[Referring expression pointing data]
• • •

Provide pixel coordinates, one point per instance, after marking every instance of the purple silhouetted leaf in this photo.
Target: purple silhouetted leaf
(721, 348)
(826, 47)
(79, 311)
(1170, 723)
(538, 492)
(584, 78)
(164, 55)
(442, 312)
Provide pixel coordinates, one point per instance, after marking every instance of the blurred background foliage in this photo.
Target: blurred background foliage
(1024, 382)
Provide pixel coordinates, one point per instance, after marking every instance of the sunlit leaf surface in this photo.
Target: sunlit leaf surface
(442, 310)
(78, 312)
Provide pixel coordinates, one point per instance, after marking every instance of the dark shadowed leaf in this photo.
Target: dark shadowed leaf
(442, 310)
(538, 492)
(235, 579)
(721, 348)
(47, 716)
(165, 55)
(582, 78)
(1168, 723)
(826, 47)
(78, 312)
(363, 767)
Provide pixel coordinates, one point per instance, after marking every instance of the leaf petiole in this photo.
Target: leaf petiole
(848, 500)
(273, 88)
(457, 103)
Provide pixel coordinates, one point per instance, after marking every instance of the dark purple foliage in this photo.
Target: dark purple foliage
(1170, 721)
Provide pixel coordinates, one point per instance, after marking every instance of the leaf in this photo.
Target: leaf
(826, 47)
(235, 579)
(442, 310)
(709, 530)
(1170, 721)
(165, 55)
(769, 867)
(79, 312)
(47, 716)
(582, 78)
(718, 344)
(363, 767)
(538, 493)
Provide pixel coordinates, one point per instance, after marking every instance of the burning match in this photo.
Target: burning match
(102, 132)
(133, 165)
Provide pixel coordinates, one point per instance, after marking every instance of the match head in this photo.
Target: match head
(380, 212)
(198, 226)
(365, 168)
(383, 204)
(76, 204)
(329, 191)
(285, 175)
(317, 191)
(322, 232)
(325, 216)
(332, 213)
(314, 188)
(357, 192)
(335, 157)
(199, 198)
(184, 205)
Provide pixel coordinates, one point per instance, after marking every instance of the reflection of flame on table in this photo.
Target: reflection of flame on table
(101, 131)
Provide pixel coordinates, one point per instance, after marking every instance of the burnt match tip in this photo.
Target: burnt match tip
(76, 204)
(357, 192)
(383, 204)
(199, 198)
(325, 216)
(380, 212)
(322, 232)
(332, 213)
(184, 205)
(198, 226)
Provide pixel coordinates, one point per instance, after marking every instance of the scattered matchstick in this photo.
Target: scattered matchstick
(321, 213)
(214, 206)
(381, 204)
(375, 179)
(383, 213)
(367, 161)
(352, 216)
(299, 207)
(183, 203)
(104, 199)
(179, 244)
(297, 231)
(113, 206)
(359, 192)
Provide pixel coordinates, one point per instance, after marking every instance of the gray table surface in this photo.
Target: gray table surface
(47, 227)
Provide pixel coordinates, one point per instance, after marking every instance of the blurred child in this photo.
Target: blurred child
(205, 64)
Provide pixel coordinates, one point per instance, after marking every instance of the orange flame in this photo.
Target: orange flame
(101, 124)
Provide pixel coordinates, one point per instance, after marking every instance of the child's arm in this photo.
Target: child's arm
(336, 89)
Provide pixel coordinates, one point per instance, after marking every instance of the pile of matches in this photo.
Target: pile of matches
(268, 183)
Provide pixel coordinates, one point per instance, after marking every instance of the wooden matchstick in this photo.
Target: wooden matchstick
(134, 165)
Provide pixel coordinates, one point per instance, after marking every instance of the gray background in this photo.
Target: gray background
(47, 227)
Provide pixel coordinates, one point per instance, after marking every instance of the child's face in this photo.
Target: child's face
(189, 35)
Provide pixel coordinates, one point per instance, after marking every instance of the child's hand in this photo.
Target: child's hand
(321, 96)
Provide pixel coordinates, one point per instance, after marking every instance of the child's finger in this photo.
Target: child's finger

• • •

__ASSIGNMENT__.
In the records above, the line with "match in this photo." marks the start and the line with "scattered matchstick in this photo." marks the end; copy that stretch exactly, both lines included, and nothing else.

__RESPONSE__.
Provide pixel coordinates, one point per instance, after marking every instance of the burning match in this photo.
Target: burning match
(102, 132)
(133, 165)
Provide pixel coordinates, one point per instance, after marking every instance of the match head in this photo.
Target: match head
(380, 212)
(198, 226)
(365, 168)
(383, 204)
(76, 204)
(329, 191)
(285, 175)
(317, 191)
(322, 232)
(325, 216)
(332, 213)
(314, 188)
(357, 192)
(335, 157)
(199, 198)
(184, 205)
Provide pixel coordinates, one point per instance, after marking every instance of the reflection of flame on table in this photo.
Target: reflection of flame on table
(101, 131)
Provide pixel coordinates, one point per instance, after marking every instance of the burnt match tip in this photo.
Target: burnt match tip
(76, 204)
(357, 192)
(383, 204)
(199, 198)
(325, 216)
(380, 212)
(322, 232)
(332, 213)
(184, 205)
(198, 226)
Provide pixel coordinates, one point per instance, after marking every instance of the scattered matchstick in this photo.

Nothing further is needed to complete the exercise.